Согласно Ф. Ницше, европеец XIX столетия менее стыдливо относится к своим инстинктам; он без всякой горечи признается самому себе в своей безусловной естественности, т. е. своей неморальности, и находит силу вынести лицезрение этой истины[32]. Это наблюдается и теперь, в эпоху нашей современности, когда переоценка ценностей воздвигла на пьедестал величия то, что порицается здоровой культурой, которой свойственны хороший вкус и здоровая мораль. Потребительская культура видит расточительность в тех, кто для расточительности недостаточно богат, тех, кто на вершину добродетели ставит именно добродетель, то есть духовность и мораль, и расточительно им отдается, иногда даже посвящая свою жизнь не личным интересам, а общественным.
Во многих социологических исследованиях мы находим подтверждение тому, что для современной молодежи наиболее значимыми личностными качествами являются утилитарно-прагматичные, в которых нравственно-патриотическим, а также ценностям самореализации не находится места (доброта и честность не входят в список наиболее востребованных качеств), а целевые установки сводятся к индивидуальному, а не общественному, благу[33]. Кроме того, молодежь в последнее время выделяет ценностно значимым такой концепт, как наличие связей с нужными людьми, что косвенно указывает на большую веру в коррупцию, чем в собственные личностные качества и профессионализм. Если та или иная культура не принимает в качестве ценности личностно-профессиональные особенности, она будет принимать иные ценности, которые, мягко говоря, не вписываются в рамки морали и закона. При снижении возвышенного и огрублении норм человеческого общежития возникает дефицит человечности.
Мысль о том, что меркантилизм и культивирование богатства имеют под собой безнравственные основания, весьма банальна. Но в ее продолжении скажем, что общество потребления не только безнравственно, но и беспринципно. Если принципы угрожают материальному достатку, то они перестают быть личными принципами и становятся чем-то ненужным, рудиментарным. Недаром говорят, дружба за деньги – это бизнес, любовь за деньги – это проституция. Причем проституция затрагивает политиков, журналистов, писателей, спортсменов, которые не стесняются продаваться всяким сомнительным силам. «Сегодня корпоративная этика российских журналистов аморальна, судебная власть де-факто подконтрольна исполнительной, большой бизнес, подчиняющийся исполнительной власти, служит основным орудием управления СМИ. В своей деятельности они ориентируются только на вульгарный потребительский спрос и указания власти, поступающие опосредованно»[34]. Потребкульт десакрализирует все ценности, ранее считавшиеся святыми. Взамен их сакральности он предлагает им цену. Ценности в таком целерациональном (в отличие от ценностнорационального) обществе допустимы только в том случае, если они служат экономическим утилитарным интересам. Вместо утверждения общественно необходимых здоровых ценностных ориентаций, фундированных на нравственности и взаимопомощи, утверждается «философия барыша», согласно которой необходимо для себя любимого как можно больше урвать с других людей. Соответственно, потребление, уничтожая нормальные общечеловеческие ценности, разрушает нормальные связи между людьми, а значит, и разрушает стабильность. А желания, которые оно обещает удовлетворить, порождены в том числе желанием стабильности. Парадокс.

[ВЫБОРКА СТРОК]
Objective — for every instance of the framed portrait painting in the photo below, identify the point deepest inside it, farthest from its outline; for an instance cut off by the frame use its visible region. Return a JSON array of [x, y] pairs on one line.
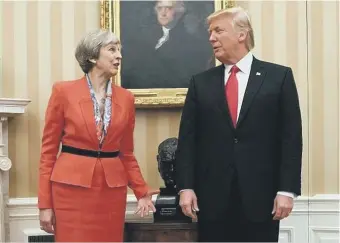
[[164, 43]]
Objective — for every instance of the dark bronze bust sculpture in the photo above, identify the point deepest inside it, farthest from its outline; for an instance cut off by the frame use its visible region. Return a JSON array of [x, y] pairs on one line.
[[167, 202], [166, 161]]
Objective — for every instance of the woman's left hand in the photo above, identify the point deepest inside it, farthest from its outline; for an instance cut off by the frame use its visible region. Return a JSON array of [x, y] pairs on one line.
[[145, 204]]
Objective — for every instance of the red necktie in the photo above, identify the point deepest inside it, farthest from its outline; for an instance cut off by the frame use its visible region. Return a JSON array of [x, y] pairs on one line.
[[231, 90]]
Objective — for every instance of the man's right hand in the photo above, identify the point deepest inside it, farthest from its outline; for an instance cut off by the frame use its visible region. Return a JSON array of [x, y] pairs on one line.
[[47, 220], [188, 203]]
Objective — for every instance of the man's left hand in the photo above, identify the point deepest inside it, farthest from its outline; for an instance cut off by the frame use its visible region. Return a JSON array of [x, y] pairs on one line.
[[283, 206]]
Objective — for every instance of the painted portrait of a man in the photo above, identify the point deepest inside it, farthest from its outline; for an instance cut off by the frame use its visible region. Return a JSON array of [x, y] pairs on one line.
[[164, 43]]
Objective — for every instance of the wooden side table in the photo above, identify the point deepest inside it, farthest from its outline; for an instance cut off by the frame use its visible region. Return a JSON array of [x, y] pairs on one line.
[[161, 232]]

[ЗАДАНИЕ]
Ответьте по фрагменту текста о потребительской культуре:
1. Как, согласно Ф. Ницше, европеец XIX столетия относится к своим инстинктам?
2. Какой концепт молодежь в последнее время выделяет как ценностно значимый?
3. Что потребкульт предлагает ценностям взамен их сакральности?

[ОТВЕТ НИЖЕ]
1. Менее стыдливо.
2. Наличие связей с нужными людьми.
3. Цену.